Given records:
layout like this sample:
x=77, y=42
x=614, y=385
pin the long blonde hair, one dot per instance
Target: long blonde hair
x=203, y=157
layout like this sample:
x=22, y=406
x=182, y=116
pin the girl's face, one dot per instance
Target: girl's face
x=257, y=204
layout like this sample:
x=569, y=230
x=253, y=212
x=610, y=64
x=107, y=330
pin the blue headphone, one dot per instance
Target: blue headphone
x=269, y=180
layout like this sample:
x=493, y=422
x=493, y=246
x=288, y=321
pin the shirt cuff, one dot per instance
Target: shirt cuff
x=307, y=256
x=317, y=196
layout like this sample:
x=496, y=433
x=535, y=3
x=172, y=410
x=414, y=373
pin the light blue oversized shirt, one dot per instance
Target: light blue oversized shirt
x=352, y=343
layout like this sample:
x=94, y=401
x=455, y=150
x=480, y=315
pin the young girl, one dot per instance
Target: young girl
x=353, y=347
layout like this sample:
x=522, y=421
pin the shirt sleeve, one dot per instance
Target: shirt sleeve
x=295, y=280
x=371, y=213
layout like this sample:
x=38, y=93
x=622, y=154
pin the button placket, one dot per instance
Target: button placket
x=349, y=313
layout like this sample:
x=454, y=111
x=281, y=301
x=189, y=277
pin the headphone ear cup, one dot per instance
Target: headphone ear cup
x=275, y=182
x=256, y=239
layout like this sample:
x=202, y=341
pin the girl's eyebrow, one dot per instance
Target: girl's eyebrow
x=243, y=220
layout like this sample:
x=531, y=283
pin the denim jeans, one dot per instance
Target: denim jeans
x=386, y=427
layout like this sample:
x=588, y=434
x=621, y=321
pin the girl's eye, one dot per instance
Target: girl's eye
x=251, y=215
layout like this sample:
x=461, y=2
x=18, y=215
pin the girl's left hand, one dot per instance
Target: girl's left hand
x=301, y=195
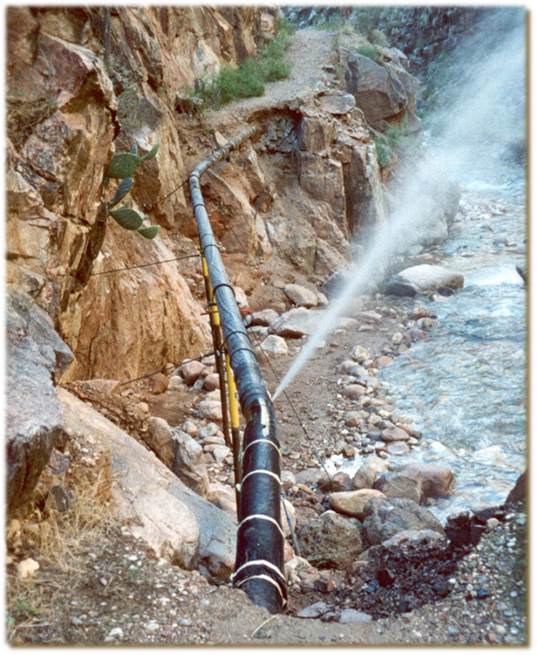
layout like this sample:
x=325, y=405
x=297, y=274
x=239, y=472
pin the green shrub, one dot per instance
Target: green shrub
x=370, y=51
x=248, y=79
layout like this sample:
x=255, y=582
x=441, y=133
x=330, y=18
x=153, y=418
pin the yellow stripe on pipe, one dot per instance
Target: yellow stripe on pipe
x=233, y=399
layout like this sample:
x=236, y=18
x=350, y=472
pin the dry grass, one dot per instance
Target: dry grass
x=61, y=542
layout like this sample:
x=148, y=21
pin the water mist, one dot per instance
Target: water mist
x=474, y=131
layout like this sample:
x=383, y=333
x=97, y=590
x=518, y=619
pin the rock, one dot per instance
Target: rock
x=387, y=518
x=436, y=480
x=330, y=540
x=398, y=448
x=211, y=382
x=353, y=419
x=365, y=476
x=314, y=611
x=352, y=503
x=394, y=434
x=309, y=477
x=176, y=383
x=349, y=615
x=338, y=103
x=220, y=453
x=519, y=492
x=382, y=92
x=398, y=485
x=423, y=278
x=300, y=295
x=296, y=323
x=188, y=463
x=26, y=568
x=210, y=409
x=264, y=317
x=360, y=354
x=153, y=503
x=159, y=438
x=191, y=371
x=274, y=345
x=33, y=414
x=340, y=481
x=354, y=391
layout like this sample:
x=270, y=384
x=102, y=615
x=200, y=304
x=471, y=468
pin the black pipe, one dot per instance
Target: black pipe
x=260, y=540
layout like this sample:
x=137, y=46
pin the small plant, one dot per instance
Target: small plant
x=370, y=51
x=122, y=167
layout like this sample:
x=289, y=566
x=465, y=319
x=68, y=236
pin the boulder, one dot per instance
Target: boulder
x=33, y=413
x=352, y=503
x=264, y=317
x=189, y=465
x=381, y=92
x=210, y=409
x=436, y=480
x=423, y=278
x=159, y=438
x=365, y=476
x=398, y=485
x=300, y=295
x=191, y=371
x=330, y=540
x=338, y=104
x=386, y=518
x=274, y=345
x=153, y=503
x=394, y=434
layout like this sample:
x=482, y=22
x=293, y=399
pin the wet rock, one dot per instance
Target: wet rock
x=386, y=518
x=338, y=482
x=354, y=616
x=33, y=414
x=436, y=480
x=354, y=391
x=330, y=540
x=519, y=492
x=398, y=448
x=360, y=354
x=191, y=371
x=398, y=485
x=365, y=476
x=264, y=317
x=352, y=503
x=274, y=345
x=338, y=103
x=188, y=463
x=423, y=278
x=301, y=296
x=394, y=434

---

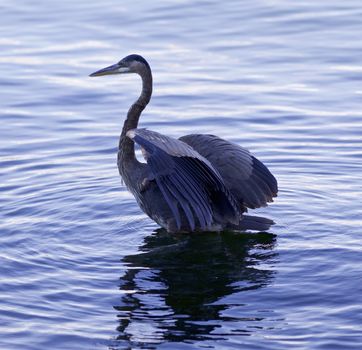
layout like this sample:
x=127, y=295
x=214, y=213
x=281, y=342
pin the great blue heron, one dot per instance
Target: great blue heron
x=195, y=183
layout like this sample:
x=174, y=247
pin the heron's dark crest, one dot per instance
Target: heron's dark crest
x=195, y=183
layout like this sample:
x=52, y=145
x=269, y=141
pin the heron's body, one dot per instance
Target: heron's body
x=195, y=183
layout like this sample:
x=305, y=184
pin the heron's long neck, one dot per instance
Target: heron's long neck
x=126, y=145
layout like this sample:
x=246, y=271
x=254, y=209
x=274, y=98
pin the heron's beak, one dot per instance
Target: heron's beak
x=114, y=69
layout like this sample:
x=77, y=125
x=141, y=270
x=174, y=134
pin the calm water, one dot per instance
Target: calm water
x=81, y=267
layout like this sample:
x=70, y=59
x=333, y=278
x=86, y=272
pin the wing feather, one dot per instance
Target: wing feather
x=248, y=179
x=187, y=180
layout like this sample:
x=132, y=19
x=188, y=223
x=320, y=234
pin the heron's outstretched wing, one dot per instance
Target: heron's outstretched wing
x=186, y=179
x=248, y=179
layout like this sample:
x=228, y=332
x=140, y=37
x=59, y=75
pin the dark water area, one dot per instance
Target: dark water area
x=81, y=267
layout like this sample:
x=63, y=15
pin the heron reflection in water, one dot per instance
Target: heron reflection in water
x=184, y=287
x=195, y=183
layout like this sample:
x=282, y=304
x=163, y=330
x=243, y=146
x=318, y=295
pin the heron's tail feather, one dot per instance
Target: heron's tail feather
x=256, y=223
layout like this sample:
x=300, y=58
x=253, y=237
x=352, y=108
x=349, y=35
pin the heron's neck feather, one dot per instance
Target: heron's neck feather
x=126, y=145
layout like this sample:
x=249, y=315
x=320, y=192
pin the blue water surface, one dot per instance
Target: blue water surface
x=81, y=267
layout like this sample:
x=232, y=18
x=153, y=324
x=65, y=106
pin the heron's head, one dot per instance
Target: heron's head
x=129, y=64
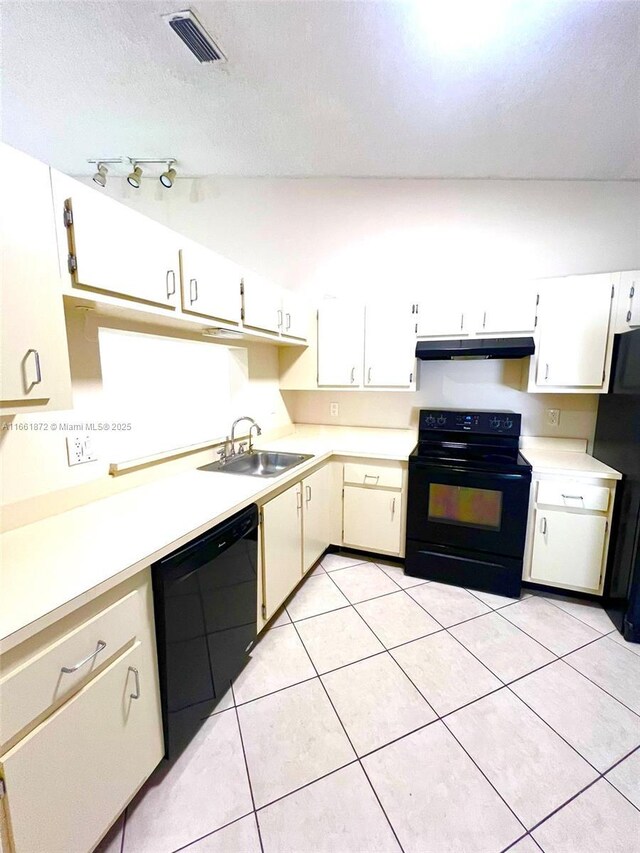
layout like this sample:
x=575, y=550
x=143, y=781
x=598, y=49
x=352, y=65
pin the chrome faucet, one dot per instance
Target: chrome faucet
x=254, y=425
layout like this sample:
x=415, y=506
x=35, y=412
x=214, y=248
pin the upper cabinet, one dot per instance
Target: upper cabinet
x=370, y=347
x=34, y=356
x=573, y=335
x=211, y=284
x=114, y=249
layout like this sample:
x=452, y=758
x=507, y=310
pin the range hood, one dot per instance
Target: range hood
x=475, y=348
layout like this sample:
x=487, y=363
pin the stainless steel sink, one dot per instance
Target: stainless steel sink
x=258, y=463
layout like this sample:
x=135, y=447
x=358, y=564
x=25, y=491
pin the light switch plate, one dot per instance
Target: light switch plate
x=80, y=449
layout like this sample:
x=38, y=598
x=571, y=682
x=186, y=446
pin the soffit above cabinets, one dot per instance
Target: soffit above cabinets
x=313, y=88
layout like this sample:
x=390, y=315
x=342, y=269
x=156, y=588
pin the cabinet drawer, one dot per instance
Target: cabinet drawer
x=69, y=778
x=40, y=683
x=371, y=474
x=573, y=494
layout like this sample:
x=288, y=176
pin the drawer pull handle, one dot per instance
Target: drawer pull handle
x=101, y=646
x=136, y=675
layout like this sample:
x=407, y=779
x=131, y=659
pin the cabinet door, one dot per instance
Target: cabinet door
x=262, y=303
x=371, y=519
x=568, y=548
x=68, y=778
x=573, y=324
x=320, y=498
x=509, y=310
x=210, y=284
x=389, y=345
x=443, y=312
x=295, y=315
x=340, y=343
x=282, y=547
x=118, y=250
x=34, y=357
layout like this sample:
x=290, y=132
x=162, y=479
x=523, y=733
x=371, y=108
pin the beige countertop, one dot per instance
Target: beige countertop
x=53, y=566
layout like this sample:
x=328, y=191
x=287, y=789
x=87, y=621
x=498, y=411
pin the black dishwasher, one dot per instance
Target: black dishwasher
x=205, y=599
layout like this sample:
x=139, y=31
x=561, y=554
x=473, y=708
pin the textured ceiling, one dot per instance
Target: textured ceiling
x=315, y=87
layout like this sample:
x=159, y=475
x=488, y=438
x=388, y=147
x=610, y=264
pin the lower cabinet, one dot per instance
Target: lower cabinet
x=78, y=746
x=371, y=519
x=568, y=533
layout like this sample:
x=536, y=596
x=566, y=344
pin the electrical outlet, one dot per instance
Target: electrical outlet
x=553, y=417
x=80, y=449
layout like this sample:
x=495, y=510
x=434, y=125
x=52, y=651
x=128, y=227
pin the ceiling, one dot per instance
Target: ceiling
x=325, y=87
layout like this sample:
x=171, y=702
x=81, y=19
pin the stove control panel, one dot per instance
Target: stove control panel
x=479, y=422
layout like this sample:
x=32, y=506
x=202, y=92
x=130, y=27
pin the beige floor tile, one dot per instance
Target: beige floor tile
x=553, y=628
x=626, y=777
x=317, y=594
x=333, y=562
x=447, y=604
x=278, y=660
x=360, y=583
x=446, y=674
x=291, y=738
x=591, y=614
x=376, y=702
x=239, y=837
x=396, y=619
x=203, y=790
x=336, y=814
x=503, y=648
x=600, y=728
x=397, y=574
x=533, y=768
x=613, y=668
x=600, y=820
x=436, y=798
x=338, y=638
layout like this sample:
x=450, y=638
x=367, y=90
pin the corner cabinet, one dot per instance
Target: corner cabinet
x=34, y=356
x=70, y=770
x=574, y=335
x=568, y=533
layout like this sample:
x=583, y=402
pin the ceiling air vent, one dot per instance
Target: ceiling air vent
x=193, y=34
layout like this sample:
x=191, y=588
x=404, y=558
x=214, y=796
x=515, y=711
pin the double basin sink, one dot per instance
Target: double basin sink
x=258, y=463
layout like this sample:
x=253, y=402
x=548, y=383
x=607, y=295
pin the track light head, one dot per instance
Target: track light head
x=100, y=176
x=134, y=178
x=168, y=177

Problem statement: In the entries above, one line contains "Target: heron's dark crest" and another contains "x=274, y=98". Reproduce exactly those two lines and the lines between them, nothing else.

Exercise answer:
Target: heron's dark crest
x=195, y=183
layout like this sample:
x=52, y=145
x=269, y=141
pin the heron's body, one dot per instance
Target: heron's body
x=195, y=183
layout like this sample:
x=305, y=184
pin the heron's long neck, one dot per instance
Target: heron's long neck
x=126, y=145
layout like this sample:
x=246, y=271
x=254, y=209
x=274, y=98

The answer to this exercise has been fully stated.